Exercise materials:

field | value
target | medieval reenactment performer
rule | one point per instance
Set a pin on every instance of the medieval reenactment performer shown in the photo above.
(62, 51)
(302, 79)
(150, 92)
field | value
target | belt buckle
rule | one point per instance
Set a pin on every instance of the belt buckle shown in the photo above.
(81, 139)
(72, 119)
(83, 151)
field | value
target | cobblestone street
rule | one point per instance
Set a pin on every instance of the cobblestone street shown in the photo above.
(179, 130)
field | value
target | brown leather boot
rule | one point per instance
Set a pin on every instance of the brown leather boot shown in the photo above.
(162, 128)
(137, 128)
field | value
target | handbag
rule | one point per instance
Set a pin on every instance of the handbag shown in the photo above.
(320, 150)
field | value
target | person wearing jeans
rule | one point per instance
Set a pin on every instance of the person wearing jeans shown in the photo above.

Directions for this task:
Give the listing again, word for word.

Response below:
field | value
target | medieval reenactment performer
rule | one point per instance
Set a pin on every instance of the medieval reenactment performer shown in the photo above.
(62, 51)
(302, 79)
(150, 92)
field | value
target | belt buckle
rule | one point per instance
Set a pin on every instance of the belt buckle shown in the photo above.
(81, 139)
(72, 119)
(83, 151)
field | value
target | cobblestone street
rule | one point per instance
Set a pin on every instance of the cobblestone street shown in the photo above.
(179, 130)
field | value
target | brown leather boot
rule | one point per instance
Set a pin on every instance of the brown leather boot shown in the photo above.
(162, 128)
(137, 128)
field | value
target | handbag
rule | one point per instance
Set a pin on every instance of the handbag shown in the photo above.
(320, 150)
field | value
target | person wearing jeans
rule | one point per instance
Set a pin on every instance of the person wearing jeans shown in the photo above.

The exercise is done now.